Select and copy every line of the records below that contains the word "pendant", treating case as significant.

-- START Stored data --

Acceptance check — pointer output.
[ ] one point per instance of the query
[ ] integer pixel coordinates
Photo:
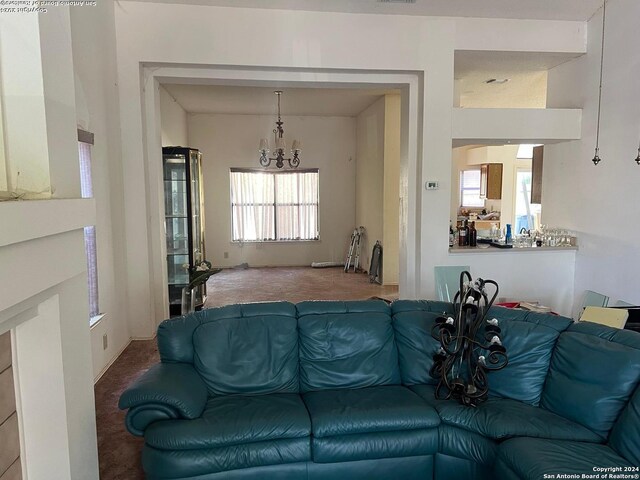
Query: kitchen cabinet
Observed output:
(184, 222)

-- END Stored data --
-- START Stored data --

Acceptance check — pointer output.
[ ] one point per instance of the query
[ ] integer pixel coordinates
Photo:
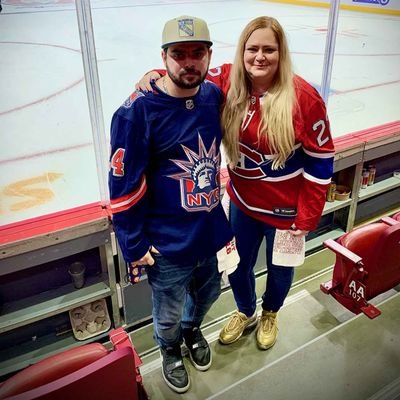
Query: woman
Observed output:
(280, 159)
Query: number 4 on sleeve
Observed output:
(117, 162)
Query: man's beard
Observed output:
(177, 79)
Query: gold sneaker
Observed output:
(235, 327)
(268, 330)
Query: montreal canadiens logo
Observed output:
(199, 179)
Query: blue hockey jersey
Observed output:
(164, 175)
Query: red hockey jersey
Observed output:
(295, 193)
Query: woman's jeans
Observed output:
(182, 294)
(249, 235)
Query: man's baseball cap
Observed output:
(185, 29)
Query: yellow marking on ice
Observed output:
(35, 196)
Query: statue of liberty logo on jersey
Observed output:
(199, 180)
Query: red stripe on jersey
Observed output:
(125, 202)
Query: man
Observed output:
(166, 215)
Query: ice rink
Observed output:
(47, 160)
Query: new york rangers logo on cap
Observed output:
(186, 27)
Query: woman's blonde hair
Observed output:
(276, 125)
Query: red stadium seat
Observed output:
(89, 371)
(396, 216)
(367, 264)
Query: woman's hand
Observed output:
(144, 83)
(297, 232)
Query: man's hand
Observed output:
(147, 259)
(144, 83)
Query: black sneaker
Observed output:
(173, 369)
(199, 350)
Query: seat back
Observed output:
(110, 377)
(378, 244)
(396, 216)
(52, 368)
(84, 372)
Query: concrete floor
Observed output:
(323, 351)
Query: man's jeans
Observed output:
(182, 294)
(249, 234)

-- END Stored data --
-- START Stored data --

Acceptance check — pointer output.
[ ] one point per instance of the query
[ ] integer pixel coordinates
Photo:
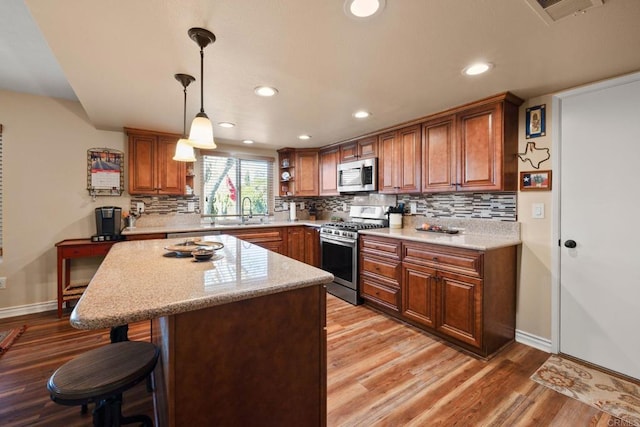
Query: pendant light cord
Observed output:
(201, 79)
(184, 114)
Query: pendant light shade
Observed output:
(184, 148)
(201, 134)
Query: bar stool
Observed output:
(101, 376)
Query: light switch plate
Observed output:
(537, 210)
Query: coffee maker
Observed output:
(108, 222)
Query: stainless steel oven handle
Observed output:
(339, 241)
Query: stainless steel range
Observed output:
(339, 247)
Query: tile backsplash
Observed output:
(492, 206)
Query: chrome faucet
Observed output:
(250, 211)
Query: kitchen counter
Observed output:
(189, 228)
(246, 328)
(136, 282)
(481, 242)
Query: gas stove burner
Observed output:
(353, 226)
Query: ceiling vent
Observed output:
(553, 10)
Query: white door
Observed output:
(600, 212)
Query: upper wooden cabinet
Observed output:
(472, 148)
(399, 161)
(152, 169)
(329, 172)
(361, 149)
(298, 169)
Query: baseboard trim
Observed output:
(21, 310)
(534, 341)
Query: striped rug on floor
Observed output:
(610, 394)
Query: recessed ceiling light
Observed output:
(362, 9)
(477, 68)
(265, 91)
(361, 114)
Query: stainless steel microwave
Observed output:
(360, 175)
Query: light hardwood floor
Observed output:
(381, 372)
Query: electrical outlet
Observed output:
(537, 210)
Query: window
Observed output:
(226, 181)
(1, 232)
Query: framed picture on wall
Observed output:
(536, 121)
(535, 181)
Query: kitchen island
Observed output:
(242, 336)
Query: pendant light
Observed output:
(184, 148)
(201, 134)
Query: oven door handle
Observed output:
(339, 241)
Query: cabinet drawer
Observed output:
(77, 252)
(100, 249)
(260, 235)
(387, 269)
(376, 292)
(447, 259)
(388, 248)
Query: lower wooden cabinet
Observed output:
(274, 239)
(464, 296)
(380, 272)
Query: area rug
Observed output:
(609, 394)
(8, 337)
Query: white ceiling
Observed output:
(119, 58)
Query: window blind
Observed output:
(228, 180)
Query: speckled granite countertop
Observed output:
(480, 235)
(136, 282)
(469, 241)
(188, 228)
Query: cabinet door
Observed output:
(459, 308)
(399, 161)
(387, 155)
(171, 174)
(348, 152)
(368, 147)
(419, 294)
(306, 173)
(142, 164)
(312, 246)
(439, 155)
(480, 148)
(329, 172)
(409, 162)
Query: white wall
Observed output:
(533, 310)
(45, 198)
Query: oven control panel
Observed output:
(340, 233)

-- END Stored data --

● Expected answer:
Query: pendant light cord
Query: pendant light shade
Query: pendant light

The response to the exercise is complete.